> STUDY QUESTIONS:
1. Print the stretch of the article on the Navy punishing sailors over anthrax shots from "The group is" through "one month's pay.".
2. In the article on the Navy punishing sailors over anthrax shots, which aircraft carrier were the 23 sailors serving on?

> DOCUMENT SECTION:
SIGHTINGS


 
US Navy Punishes 23 Sailors
For Refusing Anthrax Shots
www.foxnews.com
By Sue Pleming
3-14-99
 
WASHINGTON - The U.S. Navy said Friday it had punished 23 sailors bound for the Gulf who refused compulsory anthrax shots the Defense Department said will protect them against the deadly biological agent.
 
The group is the largest to refuse the vaccine, which Defense Secretary William Cohen ordered for all members of the military over a year ago.
 
Those who refuse the vaccine believe it has not been thoroughly tested and could damage their health.
 
Lt. Cmdr. Mark McDonald, a spokesman for the U.S. Atlantic Fleet, told Reuters the 23 sailors from the USS Theodore Roosevelt aircraft carrier were demoted by one rank, given 45 days extra duty, restricted to the vessel for 45 days and ordered to pay fines equal to one month's pay.
 
The USS Theodore Roosevelt, which is based in Norfolk, Va., is due to leave on March 26 for a six-month tour that includes time in the Gulf, a potential anthrax zone.
 
"If you are going into an area where you face a potential anthrax biological weapon, then you want to be as well-protected as possible. These men are going to the Gulf and this is one of the reasons they had to have it," said McDonald.
 
He said aside from the 23 sailors, all 5,300 people on board the vessel were inoculated against anthrax, an infectious disease which usually affects livestock but can be spread to humans.
 
The punishment was less severe than one meted out by the Air Force in California Wednesday when it discharged Airman First Class Jeffrey Bettendorf for refusing the vaccine. In January nine Air Guard pilots from a Connecticut A-10 squadron left the service rather than get the injection.
 
Refusing to have the shot amounts to refusing to follow an order which can result in discharge from the force. McDonald said the Navy felt its actions against the sailors, who went on trial while on a training exercise off the coast of North Carolina, was an appropriate level of punishment.
 
Pentagon officials estimate about 100 servicemen and women of the 218,000 who have had the first of six prescribed anthrax shots have resisted having the injections.
 
Pentagon spokesman Capt. Mike Doubleday told reporters Thursday the vaccine had been used since the 1970s and was safe.
 
"There are individuals who are still employed by the services, particularly the Army, who have actually been receiving this vaccine for 25 years without any ill effects," he said.
 
"Our belief is that service people who have any doubts about this should talk to their chain of command, the senior NCOs, chief petty officers to learn more about it," he said, adding that Cohen and other top officials had been vaccinated.
 
The sole aim of the injection, he said, was to protect military staff who may at some future time be put into a situation where anthrax was a threat.

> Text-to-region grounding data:
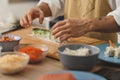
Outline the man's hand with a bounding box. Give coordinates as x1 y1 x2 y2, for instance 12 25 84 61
20 7 44 27
52 19 91 41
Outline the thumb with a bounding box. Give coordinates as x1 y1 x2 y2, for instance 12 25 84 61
39 11 44 24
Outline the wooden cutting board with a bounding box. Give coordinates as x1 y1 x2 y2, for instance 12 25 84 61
7 27 106 59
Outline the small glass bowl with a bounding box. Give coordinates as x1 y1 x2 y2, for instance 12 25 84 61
14 44 48 63
0 52 29 74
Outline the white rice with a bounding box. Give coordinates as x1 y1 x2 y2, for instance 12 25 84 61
63 47 90 56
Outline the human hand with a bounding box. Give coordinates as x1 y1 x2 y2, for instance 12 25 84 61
20 7 44 27
51 19 91 42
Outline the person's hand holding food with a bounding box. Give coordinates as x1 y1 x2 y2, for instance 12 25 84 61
52 19 92 41
20 3 51 27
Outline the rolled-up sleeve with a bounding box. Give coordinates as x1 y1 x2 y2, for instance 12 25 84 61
108 7 120 26
38 0 65 19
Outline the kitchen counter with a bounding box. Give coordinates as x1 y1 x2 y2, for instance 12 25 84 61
0 27 118 80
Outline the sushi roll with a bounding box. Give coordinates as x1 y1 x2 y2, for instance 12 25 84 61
105 46 115 57
32 28 60 43
114 47 120 58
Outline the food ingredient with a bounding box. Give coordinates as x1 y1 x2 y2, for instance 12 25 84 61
105 41 120 58
63 47 91 56
0 54 29 74
18 46 43 62
33 28 60 42
0 35 14 42
38 73 76 80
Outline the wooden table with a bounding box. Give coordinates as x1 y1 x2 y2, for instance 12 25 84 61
0 27 117 80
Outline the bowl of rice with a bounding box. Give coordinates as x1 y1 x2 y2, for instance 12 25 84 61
58 44 100 70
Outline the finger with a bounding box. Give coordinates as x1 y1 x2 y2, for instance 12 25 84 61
39 10 44 24
27 14 32 25
60 34 71 42
52 24 69 35
54 29 71 38
51 20 66 30
20 19 23 27
22 15 30 26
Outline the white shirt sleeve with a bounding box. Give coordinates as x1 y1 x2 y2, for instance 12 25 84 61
38 0 65 19
108 7 120 26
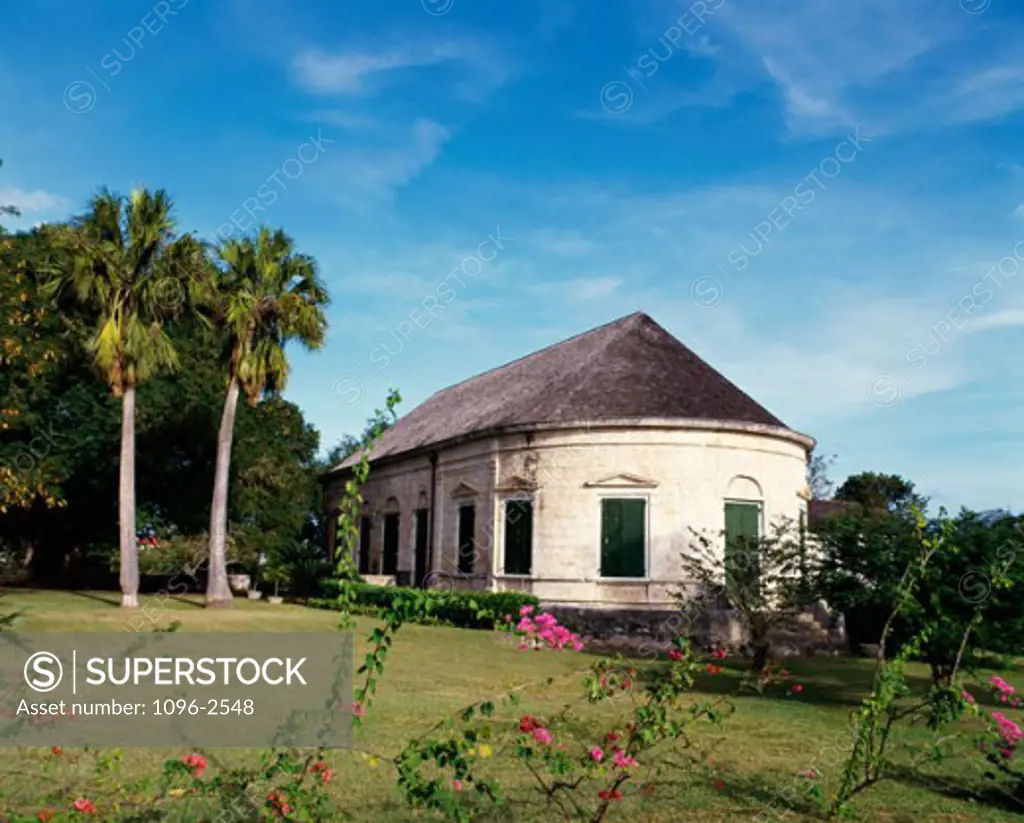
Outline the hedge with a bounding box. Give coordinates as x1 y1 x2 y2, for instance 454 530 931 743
308 582 540 629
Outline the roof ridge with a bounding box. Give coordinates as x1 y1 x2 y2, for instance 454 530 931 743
424 310 653 402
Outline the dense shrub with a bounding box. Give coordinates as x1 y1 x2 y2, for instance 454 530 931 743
308 582 540 629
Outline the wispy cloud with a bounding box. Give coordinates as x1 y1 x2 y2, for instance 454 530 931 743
0 188 71 214
322 119 452 203
621 0 1024 135
291 39 512 97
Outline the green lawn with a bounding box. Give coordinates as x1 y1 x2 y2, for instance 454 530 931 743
0 592 1024 823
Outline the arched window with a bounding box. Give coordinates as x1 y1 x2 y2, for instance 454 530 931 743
724 475 764 578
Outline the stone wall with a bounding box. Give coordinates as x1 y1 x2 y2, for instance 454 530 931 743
543 605 848 658
328 421 807 610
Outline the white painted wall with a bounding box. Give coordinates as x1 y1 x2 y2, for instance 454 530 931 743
329 421 813 606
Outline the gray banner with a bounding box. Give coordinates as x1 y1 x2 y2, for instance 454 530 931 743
0 632 352 747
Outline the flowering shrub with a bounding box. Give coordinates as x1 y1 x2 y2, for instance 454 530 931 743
968 675 1024 802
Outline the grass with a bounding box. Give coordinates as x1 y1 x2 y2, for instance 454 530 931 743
0 592 1024 823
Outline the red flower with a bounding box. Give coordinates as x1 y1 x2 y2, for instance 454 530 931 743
266 791 292 815
519 714 544 734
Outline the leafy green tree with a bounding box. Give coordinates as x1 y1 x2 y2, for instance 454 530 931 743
0 225 68 514
807 446 836 501
675 518 815 673
836 472 928 516
48 189 206 608
814 501 1024 685
327 407 398 469
206 226 328 606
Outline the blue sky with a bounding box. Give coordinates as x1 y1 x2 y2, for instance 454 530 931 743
0 0 1024 510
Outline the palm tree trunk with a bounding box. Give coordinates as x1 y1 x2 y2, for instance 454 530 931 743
206 377 241 607
118 386 138 609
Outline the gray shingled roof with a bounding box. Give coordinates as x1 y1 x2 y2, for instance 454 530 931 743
337 312 786 468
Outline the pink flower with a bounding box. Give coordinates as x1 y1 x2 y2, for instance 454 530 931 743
612 749 637 769
988 675 1017 694
181 754 206 777
534 727 553 745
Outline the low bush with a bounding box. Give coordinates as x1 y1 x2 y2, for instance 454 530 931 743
307 582 540 629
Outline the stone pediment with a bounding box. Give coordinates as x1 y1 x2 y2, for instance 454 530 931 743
584 472 657 488
452 480 480 499
497 474 537 491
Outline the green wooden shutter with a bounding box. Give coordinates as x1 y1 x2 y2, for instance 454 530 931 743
458 506 476 574
601 499 647 577
725 503 761 584
505 501 534 574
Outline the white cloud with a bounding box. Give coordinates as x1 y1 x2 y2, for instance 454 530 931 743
620 0 1024 135
529 228 597 257
291 39 512 98
0 188 71 215
322 119 452 202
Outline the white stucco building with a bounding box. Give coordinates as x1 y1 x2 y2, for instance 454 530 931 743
325 313 814 608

> RESPONSES:
1.
The group is the largest to refuse the vaccine, which Defense Secretary William Cohen ordered for all members of the military over a year ago.
 
Those who refuse the vaccine believe it has not been thoroughly tested and could damage their health.
 
Lt. Cmdr. Mark McDonald, a spokesman for the U.S. Atlantic Fleet, told Reuters the 23 sailors from the USS Theodore Roosevelt aircraft carrier were demoted by one rank, given 45 days extra duty, restricted to the vessel for 45 days and ordered to pay fines equal to one month's pay.

2. The USS Theodore Roosevelt.